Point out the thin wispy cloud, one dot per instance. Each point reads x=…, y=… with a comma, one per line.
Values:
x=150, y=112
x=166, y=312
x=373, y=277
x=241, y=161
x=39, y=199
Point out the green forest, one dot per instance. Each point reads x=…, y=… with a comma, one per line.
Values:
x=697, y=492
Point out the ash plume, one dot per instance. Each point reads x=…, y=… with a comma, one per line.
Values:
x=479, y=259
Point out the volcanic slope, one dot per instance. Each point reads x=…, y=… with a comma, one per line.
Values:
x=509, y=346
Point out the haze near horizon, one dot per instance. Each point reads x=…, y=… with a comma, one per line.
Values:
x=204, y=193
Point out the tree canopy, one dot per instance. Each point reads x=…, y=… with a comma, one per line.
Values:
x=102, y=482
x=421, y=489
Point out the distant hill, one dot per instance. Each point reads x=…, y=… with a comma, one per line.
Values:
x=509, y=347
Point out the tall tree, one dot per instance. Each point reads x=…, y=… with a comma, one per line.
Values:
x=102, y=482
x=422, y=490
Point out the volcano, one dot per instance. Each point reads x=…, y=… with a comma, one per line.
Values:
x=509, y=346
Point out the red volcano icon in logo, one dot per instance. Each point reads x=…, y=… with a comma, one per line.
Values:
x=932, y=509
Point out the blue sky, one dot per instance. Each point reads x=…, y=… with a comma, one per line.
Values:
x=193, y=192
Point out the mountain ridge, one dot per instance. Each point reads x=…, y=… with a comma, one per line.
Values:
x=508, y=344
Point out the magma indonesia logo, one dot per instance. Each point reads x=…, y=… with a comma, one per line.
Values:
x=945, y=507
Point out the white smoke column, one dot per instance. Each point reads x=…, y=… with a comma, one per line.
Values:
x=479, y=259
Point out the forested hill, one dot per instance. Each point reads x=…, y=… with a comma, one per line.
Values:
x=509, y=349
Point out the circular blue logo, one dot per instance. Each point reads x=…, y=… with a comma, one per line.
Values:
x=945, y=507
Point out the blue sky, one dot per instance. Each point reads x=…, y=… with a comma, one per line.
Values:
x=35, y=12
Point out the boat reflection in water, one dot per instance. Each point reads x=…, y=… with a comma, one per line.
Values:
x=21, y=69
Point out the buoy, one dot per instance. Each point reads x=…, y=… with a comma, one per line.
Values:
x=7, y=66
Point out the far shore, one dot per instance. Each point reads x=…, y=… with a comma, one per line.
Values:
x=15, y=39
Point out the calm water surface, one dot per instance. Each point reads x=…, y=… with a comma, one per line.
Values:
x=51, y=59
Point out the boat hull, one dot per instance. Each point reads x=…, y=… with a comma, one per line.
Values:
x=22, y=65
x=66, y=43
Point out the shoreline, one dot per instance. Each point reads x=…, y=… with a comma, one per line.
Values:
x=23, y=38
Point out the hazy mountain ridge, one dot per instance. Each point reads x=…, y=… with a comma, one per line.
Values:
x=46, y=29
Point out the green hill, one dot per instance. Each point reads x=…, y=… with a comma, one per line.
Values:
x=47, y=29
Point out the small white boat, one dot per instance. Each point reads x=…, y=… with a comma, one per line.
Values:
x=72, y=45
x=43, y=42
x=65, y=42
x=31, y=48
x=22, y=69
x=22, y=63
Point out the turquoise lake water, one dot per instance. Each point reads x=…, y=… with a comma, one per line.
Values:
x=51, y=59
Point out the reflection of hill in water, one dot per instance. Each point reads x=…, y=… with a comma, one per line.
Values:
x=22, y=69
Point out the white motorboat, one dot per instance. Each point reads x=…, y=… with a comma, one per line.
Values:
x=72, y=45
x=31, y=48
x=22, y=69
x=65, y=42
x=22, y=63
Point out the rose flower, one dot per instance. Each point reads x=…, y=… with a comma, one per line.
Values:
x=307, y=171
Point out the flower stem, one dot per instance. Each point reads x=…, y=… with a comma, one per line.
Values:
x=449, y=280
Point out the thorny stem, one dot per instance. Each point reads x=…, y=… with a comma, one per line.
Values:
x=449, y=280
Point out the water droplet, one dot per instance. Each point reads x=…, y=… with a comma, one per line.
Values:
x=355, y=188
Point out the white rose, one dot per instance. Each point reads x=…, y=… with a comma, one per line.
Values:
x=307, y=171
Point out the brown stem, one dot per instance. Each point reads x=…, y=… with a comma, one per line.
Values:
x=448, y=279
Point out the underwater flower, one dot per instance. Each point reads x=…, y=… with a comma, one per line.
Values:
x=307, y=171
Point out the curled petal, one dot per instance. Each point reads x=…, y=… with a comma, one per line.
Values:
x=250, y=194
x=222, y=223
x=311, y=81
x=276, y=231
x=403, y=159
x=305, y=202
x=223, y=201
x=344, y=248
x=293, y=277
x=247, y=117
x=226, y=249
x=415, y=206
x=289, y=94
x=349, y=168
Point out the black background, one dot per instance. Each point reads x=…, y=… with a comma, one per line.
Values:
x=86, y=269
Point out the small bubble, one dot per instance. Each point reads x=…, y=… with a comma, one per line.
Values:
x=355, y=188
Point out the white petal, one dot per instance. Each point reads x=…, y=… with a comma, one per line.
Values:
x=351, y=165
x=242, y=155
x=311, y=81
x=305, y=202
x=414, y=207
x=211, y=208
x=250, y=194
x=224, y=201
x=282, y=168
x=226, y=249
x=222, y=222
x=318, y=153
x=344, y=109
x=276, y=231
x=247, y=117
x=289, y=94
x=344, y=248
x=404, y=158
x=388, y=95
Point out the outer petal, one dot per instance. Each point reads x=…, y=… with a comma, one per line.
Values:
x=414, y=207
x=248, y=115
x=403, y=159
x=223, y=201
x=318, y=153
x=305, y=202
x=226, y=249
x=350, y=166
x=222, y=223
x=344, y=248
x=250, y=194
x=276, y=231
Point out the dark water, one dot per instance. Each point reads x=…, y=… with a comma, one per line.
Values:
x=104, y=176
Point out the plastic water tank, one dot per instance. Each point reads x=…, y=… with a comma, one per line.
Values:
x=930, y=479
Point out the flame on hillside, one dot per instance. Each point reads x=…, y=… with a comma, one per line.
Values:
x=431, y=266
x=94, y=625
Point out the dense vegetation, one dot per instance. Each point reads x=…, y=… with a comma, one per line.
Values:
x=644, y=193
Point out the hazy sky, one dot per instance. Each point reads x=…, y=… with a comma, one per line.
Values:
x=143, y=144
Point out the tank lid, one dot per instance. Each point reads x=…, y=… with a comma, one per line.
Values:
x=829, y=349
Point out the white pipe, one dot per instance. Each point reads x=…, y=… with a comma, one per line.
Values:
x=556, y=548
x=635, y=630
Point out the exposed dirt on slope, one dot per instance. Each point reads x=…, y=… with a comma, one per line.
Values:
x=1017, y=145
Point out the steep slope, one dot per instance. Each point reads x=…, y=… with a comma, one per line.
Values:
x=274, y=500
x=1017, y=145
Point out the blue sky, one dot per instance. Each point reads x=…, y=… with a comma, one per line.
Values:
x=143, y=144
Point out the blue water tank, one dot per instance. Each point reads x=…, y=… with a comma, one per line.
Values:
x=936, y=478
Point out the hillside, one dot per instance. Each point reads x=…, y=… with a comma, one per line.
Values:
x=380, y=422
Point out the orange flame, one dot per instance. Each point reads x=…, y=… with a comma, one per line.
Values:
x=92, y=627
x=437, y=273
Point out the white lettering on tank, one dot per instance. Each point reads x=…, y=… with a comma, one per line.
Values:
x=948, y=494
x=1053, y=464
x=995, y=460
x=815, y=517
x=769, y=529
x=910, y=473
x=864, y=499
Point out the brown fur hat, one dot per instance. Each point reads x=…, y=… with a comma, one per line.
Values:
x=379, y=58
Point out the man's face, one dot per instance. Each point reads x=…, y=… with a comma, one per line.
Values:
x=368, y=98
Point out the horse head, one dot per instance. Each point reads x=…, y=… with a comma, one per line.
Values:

.....

• Exercise task
Rewrite all of the material above, swapping "one dot per instance" for "a single dot for each instance" everywhere it appears and leaving everything else unchanged.

• Solution for this task
Point out the thin wispy cloud, a single dot for each instance. Each point reads x=…, y=… with a comma, one per line.
Values:
x=150, y=112
x=166, y=312
x=373, y=277
x=241, y=161
x=39, y=199
Point out the green forest, a single dot for each instance. Each point reads x=…, y=… with a comma, one per line.
Values:
x=697, y=492
Point out the ash plume, a single dot for each instance. Each point reads x=…, y=… with a comma, one per line.
Values:
x=479, y=259
Point out the volcanic slope, a single dot for each instance. Each point reads x=…, y=… with a comma, one per line.
Values:
x=509, y=346
Point out the haze near horizon, a single dot for each instance. Each point reads x=…, y=… with a comma, one per line.
Values:
x=204, y=193
Point out the tree canopy, a single dot for each instance. Each point reads x=…, y=… with a comma, one per line.
Values:
x=102, y=482
x=421, y=489
Point out the distant hill, a single dot for each instance. Each point reads x=…, y=… with a comma, one per line.
Values:
x=509, y=347
Point out the tall tree, a single dot for each instance. Each point reads x=…, y=… with a comma, one per line.
Values:
x=102, y=482
x=422, y=490
Point out the volcano, a single dot for each instance. Each point reads x=…, y=… with a comma, one per line.
Values:
x=509, y=346
Point out the red volcano icon in logo, a single dot for each instance. Each point reads x=…, y=… with a comma, one per line.
Values:
x=932, y=509
Point out the blue sky, a single dot for each instance. Each point reads x=…, y=… with a comma, one per line.
Values:
x=193, y=192
Point out the mountain ridge, a single dot for each instance. Each point reads x=…, y=… with a comma, one per line.
Values:
x=508, y=344
Point out the magma indonesia logo, a single dot for each instance. Each point reads x=…, y=… with a comma, one per line.
Values:
x=945, y=507
Point out the white smoke column, a single dot for each instance. Each point reads x=…, y=… with a comma, one per line.
Values:
x=479, y=259
Point out the forested hill, a single dot for each instance. Each point reads x=…, y=… with a comma, one per line.
Values:
x=509, y=349
Point out the circular blue logo, a single dot for each instance. Each point reads x=…, y=… with a comma, one per line.
Values:
x=945, y=507
Point out the blue sky, a single dot for each instance. Each point reads x=…, y=… with a comma, one per line.
Values:
x=35, y=12
Point out the boat reflection in water, a single dot for each instance. Each point reads x=…, y=… with a comma, one per line.
Values:
x=21, y=69
Point out the buoy, a single dot for each instance. Each point reads x=…, y=… with a comma, one per line.
Values:
x=7, y=66
Point out the far shore, a single dot for each instance. Each point reads x=…, y=… with a comma, one per line.
Values:
x=15, y=39
Point out the calm water surface, a single dot for each instance. Each point reads x=…, y=… with a comma, one per line.
Values:
x=51, y=59
Point out the boat hull, a single dot for each instance. Each point reads x=…, y=… with a comma, one per line.
Values:
x=22, y=65
x=66, y=43
Point out the shoreline, a single dot for each instance. Each point reads x=…, y=… with a comma, one per line.
Values:
x=23, y=38
Point out the hazy mountain ridge, a single dot for each instance. Each point reads x=…, y=… with a comma, one per line.
Values:
x=46, y=29
Point out the green hill, a single dot for each instance. Each point reads x=…, y=… with a comma, one per line.
Values:
x=47, y=29
Point out the small white boat, a single dot for each instance. Each point reads x=…, y=… with a comma, one per line.
Values:
x=72, y=45
x=43, y=42
x=65, y=42
x=31, y=48
x=22, y=69
x=22, y=63
Point out the turquoise lake water, a single dot for each instance. Each point reads x=…, y=… with a comma, one per line.
Values:
x=51, y=59
Point out the reflection of hill in water, a single dot for each instance. Each point reads x=…, y=… with a comma, one per line.
Values:
x=22, y=69
Point out the white motorboat, a single dot for each instance. Each point reads x=…, y=… with a comma, one per line.
Values:
x=72, y=45
x=31, y=48
x=22, y=69
x=65, y=42
x=22, y=63
Point out the rose flower, a single dot for each instance. Each point reads x=…, y=… with a comma, one per line.
Values:
x=307, y=171
Point out the flower stem, a single dot for each instance. Each point reads x=…, y=… with a comma, one per line.
Values:
x=449, y=280
Point out the thorny stem, a single dot for each instance. Each point reads x=…, y=… with a comma, one per line.
Values:
x=449, y=280
Point out the water droplet, a single dot for each instance. Each point reads x=…, y=… with a comma, one per line.
Values:
x=355, y=188
Point out the white rose, a single dot for each instance. Each point reads x=…, y=… with a comma, one per line.
Values:
x=307, y=171
Point out the brown stem, a single dot for each instance. Each point reads x=…, y=… with a comma, one per line.
Values:
x=448, y=279
Point out the underwater flower, a single dot for each instance. Each point reads x=…, y=… with a comma, one per line.
Values:
x=307, y=171
Point out the curled petal, a single dot for each instance. Each point reads x=…, y=… with a comma, one per line.
Values:
x=250, y=194
x=222, y=223
x=311, y=81
x=276, y=231
x=403, y=159
x=305, y=202
x=223, y=201
x=344, y=248
x=293, y=277
x=247, y=117
x=226, y=249
x=415, y=206
x=289, y=94
x=349, y=168
Point out the black background, a single dot for each instance. Each point reads x=…, y=… with a comma, one per line.
Values:
x=86, y=269
Point out the small bubble, a single dot for each instance. Each point reads x=…, y=… with a comma, one per line.
Values:
x=355, y=188
Point out the white petal, a single dot for each instance. Each point reads x=…, y=… with a comma, one per line.
Values:
x=351, y=165
x=242, y=155
x=311, y=81
x=305, y=202
x=414, y=207
x=211, y=208
x=250, y=194
x=224, y=201
x=282, y=168
x=226, y=249
x=222, y=222
x=318, y=153
x=344, y=109
x=276, y=231
x=247, y=117
x=289, y=94
x=344, y=248
x=404, y=158
x=388, y=95
Point out the outer petal, a single dot for each instance. Each point reads x=…, y=… with a comma, one per line.
Values:
x=414, y=207
x=248, y=115
x=403, y=159
x=223, y=201
x=318, y=153
x=305, y=202
x=226, y=249
x=350, y=166
x=222, y=223
x=344, y=248
x=250, y=194
x=276, y=231
Point out the dark water, a single dot for each instance. Each point reads x=…, y=… with a comma, one per line.
Values:
x=104, y=176
Point out the plastic water tank, a single dot for each instance. Each point reads x=…, y=… with a comma, one per line.
Values:
x=930, y=479
Point out the flame on hillside, a single dot for each instance. Each point reads x=…, y=… with a comma, one per line.
Values:
x=431, y=266
x=94, y=625
Point out the dense vegetation, a single dot for each instance. Each point reads x=…, y=… with a comma, one per line.
Values:
x=644, y=193
Point out the hazy sky, a single dot for each instance. Each point reads x=…, y=… with a comma, one per line.
Values:
x=143, y=144
Point out the tank lid, a single dot for each instance. Each point reads x=…, y=… with a comma, one per line.
Values:
x=829, y=349
Point out the white pipe, a single dot for each instance. Each point reads x=…, y=… with a comma, one per line.
Values:
x=556, y=548
x=635, y=630
Point out the exposed dirt on slope, a single dot for each instance. Each point reads x=…, y=… with a comma, one per line.
Values:
x=1017, y=145
Point out the steep slope, a single dot for each instance. Each point reads x=…, y=… with a comma, one per line.
Values:
x=274, y=500
x=1017, y=145
Point out the blue sky, a single dot for each instance. Each point reads x=…, y=… with a comma, one per line.
Values:
x=143, y=144
Point out the blue water tank, a single dot for each instance. Each point reads x=…, y=… with a comma, one per line.
Values:
x=936, y=478
Point out the hillside, a single dot for each instance. Each point reads x=…, y=… with a comma, one per line.
Values:
x=380, y=422
Point out the orange flame, a single dot for each instance. Each point reads x=…, y=… with a comma, one per line.
Values:
x=92, y=627
x=437, y=273
Point out the white lettering on tank, a single dot for each instance. Each point reads x=…, y=… with a comma, one per line.
Values:
x=948, y=494
x=1053, y=464
x=995, y=460
x=815, y=517
x=769, y=529
x=910, y=473
x=864, y=499
Point out the brown fur hat, a single dot for each instance. Each point reads x=…, y=… with a comma, one per line.
Values:
x=379, y=58
Point out the man's face, a single dot for each instance. Each point reads x=…, y=… with a comma, one per line.
Values:
x=368, y=98
Point out the horse head, a single dot for each instance. Each point reads x=…, y=… with a comma, one per line.
Values:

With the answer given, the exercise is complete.